- [To be done]: Copy the records starting at the line containing "crowd of people." and ending at the end of the records, changing "christmas tree" to "fir tree" and keeping all else the same. Leave the pictures out.

- [Data items]:
----------------

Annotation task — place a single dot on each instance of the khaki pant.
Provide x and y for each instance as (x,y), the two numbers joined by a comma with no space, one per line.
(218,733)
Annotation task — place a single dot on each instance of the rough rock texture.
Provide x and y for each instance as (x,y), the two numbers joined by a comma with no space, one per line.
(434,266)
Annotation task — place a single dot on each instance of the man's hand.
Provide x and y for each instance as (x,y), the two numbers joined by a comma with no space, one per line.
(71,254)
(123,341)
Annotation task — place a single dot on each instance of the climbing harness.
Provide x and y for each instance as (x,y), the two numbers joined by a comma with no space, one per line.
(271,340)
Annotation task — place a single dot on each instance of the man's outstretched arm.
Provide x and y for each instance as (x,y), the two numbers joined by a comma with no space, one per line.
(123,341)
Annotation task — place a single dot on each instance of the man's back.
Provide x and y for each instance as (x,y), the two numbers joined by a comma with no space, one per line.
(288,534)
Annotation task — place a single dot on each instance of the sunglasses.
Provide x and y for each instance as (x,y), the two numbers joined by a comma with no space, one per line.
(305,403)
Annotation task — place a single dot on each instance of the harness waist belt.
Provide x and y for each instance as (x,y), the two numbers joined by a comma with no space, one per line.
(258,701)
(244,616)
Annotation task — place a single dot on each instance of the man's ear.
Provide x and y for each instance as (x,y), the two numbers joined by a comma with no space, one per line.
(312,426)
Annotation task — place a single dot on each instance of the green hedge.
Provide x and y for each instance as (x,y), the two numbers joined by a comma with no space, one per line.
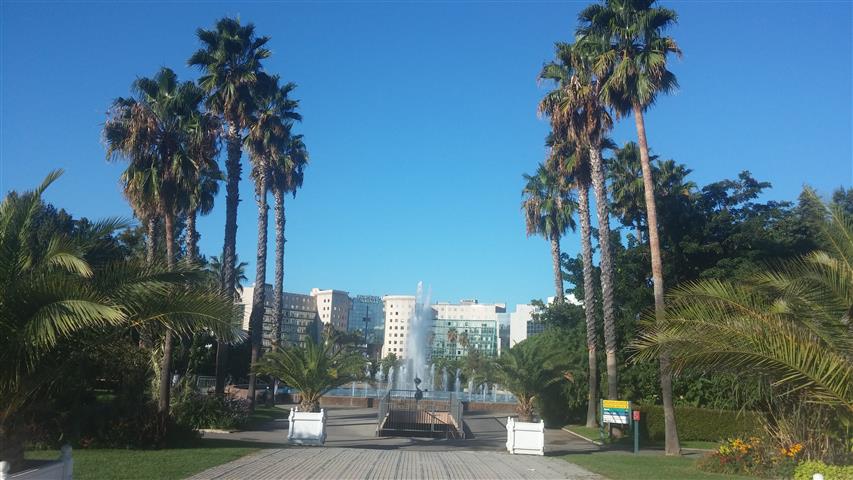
(699,423)
(805,470)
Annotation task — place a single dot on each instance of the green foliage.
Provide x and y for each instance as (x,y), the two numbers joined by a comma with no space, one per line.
(66,295)
(167,464)
(209,411)
(805,471)
(313,369)
(529,368)
(700,423)
(752,456)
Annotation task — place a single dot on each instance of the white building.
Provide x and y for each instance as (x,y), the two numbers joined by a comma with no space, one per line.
(399,310)
(521,323)
(333,307)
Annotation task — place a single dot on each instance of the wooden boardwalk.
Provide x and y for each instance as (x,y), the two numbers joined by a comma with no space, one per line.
(380,464)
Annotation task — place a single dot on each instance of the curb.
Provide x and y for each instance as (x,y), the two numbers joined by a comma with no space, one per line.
(204,431)
(600,444)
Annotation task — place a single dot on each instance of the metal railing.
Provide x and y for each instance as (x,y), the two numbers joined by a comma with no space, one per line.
(400,413)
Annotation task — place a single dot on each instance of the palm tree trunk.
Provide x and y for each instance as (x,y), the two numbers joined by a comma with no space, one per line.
(280,221)
(606,271)
(192,255)
(192,236)
(588,303)
(256,320)
(166,362)
(672,446)
(150,241)
(558,271)
(229,248)
(12,447)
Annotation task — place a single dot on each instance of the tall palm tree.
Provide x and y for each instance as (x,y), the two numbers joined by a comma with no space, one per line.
(153,131)
(214,266)
(574,166)
(549,211)
(633,50)
(201,188)
(266,140)
(579,112)
(230,60)
(790,325)
(53,294)
(287,174)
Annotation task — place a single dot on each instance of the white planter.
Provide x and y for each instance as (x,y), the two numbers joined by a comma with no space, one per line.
(61,469)
(307,428)
(525,438)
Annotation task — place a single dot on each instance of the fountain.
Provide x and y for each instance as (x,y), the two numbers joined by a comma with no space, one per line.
(417,342)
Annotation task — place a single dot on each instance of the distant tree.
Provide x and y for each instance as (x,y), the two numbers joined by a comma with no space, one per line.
(313,370)
(526,370)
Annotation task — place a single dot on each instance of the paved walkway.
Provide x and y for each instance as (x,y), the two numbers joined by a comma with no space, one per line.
(353,451)
(356,463)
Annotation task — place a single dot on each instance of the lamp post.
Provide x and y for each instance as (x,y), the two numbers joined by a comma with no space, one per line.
(366,321)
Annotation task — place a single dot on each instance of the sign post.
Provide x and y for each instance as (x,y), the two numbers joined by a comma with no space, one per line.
(636,431)
(615,412)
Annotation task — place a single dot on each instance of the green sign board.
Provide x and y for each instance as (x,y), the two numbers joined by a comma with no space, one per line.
(616,412)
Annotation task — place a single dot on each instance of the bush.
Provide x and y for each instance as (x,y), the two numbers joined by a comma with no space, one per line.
(753,456)
(208,411)
(699,423)
(805,470)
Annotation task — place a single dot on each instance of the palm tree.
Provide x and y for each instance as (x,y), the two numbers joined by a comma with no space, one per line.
(313,369)
(153,132)
(230,61)
(527,369)
(215,267)
(287,174)
(202,187)
(577,110)
(52,294)
(628,35)
(548,211)
(575,164)
(626,186)
(790,324)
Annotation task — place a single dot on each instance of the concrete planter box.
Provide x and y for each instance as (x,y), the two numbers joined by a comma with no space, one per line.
(61,469)
(306,428)
(525,438)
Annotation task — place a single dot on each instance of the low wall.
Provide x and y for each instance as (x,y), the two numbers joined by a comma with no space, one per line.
(489,407)
(330,401)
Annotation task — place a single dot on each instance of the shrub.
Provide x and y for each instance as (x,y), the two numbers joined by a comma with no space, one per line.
(699,423)
(805,470)
(753,456)
(208,411)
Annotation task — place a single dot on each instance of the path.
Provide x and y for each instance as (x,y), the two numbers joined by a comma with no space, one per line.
(353,451)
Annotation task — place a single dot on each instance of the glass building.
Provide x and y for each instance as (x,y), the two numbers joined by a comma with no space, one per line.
(453,338)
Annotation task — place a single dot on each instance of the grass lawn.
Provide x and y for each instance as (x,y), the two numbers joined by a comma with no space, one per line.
(166,464)
(627,466)
(594,434)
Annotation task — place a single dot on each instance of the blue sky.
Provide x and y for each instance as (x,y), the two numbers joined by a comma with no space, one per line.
(421,117)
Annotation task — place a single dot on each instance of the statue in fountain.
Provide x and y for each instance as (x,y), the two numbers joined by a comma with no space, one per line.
(419,394)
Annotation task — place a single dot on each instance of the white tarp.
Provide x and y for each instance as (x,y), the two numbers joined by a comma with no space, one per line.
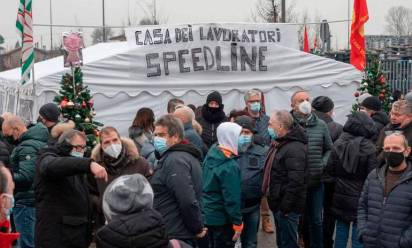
(117,74)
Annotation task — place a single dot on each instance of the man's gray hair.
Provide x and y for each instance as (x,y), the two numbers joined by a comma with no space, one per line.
(284,118)
(70,134)
(251,93)
(174,125)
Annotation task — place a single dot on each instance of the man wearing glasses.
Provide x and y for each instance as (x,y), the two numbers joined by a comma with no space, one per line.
(62,197)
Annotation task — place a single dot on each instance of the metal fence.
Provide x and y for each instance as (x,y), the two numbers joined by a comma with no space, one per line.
(398,74)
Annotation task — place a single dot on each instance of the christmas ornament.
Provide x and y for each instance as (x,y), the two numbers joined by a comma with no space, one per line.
(70,104)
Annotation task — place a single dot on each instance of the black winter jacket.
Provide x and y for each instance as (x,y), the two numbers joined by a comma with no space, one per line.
(144,229)
(352,159)
(177,186)
(62,200)
(288,177)
(386,222)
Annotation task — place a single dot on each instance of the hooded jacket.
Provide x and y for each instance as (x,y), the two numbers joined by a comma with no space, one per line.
(177,187)
(23,163)
(145,229)
(386,222)
(289,173)
(63,208)
(352,159)
(319,145)
(222,179)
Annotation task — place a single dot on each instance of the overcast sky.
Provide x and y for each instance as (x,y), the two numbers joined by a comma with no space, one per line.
(89,12)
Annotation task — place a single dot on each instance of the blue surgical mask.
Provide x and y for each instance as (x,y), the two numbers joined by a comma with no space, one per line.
(245,140)
(9,211)
(272,133)
(160,144)
(76,154)
(255,107)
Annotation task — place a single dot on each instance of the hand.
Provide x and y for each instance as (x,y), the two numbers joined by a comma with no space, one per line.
(98,171)
(236,236)
(202,234)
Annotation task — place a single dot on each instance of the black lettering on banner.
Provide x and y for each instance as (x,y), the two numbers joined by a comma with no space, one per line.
(252,33)
(167,37)
(168,57)
(148,38)
(210,34)
(182,61)
(219,66)
(205,50)
(195,59)
(156,66)
(235,35)
(278,34)
(262,67)
(270,36)
(157,34)
(178,35)
(218,32)
(233,57)
(262,36)
(138,42)
(245,37)
(244,58)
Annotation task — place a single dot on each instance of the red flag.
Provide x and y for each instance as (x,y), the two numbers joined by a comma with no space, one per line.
(357,37)
(305,42)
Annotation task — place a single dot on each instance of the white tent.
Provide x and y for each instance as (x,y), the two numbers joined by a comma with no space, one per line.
(120,88)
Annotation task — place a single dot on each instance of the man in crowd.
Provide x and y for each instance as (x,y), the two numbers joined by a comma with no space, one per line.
(62,198)
(286,170)
(254,108)
(385,206)
(323,107)
(212,116)
(319,149)
(401,121)
(177,181)
(28,143)
(251,161)
(119,156)
(186,115)
(173,103)
(373,107)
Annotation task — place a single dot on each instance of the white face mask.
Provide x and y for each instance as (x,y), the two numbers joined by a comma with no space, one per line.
(305,107)
(113,150)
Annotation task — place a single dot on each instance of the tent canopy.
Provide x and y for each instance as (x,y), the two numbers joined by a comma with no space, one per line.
(120,87)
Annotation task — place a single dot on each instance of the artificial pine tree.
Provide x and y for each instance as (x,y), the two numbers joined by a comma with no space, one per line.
(76,104)
(374,83)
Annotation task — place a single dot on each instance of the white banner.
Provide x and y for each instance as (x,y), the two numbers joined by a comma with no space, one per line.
(180,50)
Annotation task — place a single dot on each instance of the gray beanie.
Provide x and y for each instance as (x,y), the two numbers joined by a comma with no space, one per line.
(127,195)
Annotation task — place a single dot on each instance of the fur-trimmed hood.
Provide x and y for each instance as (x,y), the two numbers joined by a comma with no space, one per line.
(127,143)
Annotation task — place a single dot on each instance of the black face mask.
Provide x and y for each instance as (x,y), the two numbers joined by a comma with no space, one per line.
(394,159)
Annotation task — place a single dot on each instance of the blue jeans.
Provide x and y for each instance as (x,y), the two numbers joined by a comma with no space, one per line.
(24,220)
(342,235)
(314,215)
(287,230)
(251,227)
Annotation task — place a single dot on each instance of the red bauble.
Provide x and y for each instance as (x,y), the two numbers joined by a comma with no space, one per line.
(63,103)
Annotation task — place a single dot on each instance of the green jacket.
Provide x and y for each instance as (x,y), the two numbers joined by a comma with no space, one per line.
(319,145)
(221,189)
(23,160)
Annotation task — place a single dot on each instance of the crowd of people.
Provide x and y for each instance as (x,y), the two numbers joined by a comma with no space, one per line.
(196,177)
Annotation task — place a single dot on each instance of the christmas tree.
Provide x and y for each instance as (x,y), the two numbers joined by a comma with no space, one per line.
(76,104)
(374,83)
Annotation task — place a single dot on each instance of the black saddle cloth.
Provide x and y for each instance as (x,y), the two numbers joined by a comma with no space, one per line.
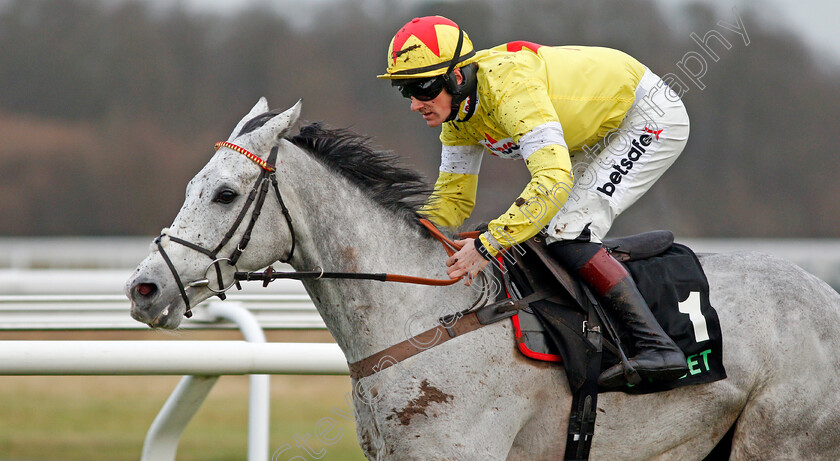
(673,284)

----------------

- [Correct output]:
Annotation task — place a single dot on each instance of the crowd of people.
Provide x and y for each instance as (x,y), the two numbers joined by a comma with no space, one per line.
(196,177)
Annotation task — place a single dot on each instance of the fir tree.
Provide x and y for each instance as (x,y), the two numbers joined by a comma with no space, one per line.
(76,104)
(374,83)
Annotation task — place a single dot on each instance of the black saddle cloth.
Provide x and y for each instance as (x,y), the two numbers joined by a comma with no space, one per line.
(673,284)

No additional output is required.